[Stored data entries]
##########

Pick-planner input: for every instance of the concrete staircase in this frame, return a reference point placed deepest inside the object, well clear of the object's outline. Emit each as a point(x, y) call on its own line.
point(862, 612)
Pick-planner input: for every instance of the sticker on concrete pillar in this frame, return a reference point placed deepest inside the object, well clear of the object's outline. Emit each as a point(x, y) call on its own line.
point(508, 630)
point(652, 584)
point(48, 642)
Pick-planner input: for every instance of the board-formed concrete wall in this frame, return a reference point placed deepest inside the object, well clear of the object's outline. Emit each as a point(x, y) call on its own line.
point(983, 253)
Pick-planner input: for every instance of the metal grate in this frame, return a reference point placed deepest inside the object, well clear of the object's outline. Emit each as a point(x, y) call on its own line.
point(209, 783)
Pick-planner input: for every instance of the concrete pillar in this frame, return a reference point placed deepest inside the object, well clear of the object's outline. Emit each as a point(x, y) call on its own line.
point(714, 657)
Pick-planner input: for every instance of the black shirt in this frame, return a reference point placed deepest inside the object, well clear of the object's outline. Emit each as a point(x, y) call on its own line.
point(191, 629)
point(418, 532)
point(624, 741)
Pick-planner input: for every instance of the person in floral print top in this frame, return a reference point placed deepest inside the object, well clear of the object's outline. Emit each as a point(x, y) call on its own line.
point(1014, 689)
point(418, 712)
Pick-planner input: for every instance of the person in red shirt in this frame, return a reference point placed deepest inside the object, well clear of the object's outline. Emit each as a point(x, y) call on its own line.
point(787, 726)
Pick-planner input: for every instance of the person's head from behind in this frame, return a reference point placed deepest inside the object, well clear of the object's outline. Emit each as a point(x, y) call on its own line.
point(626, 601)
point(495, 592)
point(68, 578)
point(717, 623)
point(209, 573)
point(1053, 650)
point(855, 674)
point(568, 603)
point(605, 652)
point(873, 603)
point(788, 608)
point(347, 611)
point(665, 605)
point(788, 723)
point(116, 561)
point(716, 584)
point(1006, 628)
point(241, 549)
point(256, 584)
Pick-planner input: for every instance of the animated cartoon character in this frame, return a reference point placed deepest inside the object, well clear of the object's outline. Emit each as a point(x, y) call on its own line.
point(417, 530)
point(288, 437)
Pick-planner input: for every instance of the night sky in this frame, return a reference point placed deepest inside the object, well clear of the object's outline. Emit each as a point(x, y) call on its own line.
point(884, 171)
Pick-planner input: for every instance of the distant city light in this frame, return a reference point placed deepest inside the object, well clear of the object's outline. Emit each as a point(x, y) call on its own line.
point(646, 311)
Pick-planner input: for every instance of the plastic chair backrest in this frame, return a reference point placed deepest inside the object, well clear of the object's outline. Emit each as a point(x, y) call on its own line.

##########

## GIVEN EXERCISE
Reproduce verbatim the lines of the records that start at the line containing "Pick-planner input: for every instance of the sticker" and end with the line containing "point(418, 712)", including both of those lines.

## COMPLETE OUTPUT
Pick-planner input: for every instance of the sticker on concrete pillar in this frame, return a reference point placed deepest inside the object, well clear of the object's outline. Emit each as a point(x, y) call on its own line.
point(508, 630)
point(652, 584)
point(48, 642)
Pick-planner input: for every instance of the board-formed concrete wall in this frame, return a reference point placed deepest inside the object, well clear of the object's outline. Emit each as a point(x, y) call on its own line.
point(983, 253)
Pick-planner input: for every instance of the metal grate in this frame, return a reference point placed deepest inside the object, well clear of the object's outline. Emit each as a point(x, y) call on its own line.
point(209, 783)
Pick-planner input: for every instance of the concrete pillar in this frame, return a reference point placed deepest inside the object, well clear of the object's outline. Emit each as a point(x, y) call on its own line.
point(714, 657)
Pick-planner input: for every instance of the black shirt in this frame, return a reference point placed deepest inside the object, well clear of the object's outline. Emit each as a point(x, y) call on its own line.
point(191, 629)
point(418, 532)
point(624, 741)
Pick-planner input: for every instance of the person in floral print top in this frame, return a reference point placed deepest inside the object, well clear of the object's outline. Emit each as a point(x, y) call on its own line.
point(1014, 689)
point(418, 712)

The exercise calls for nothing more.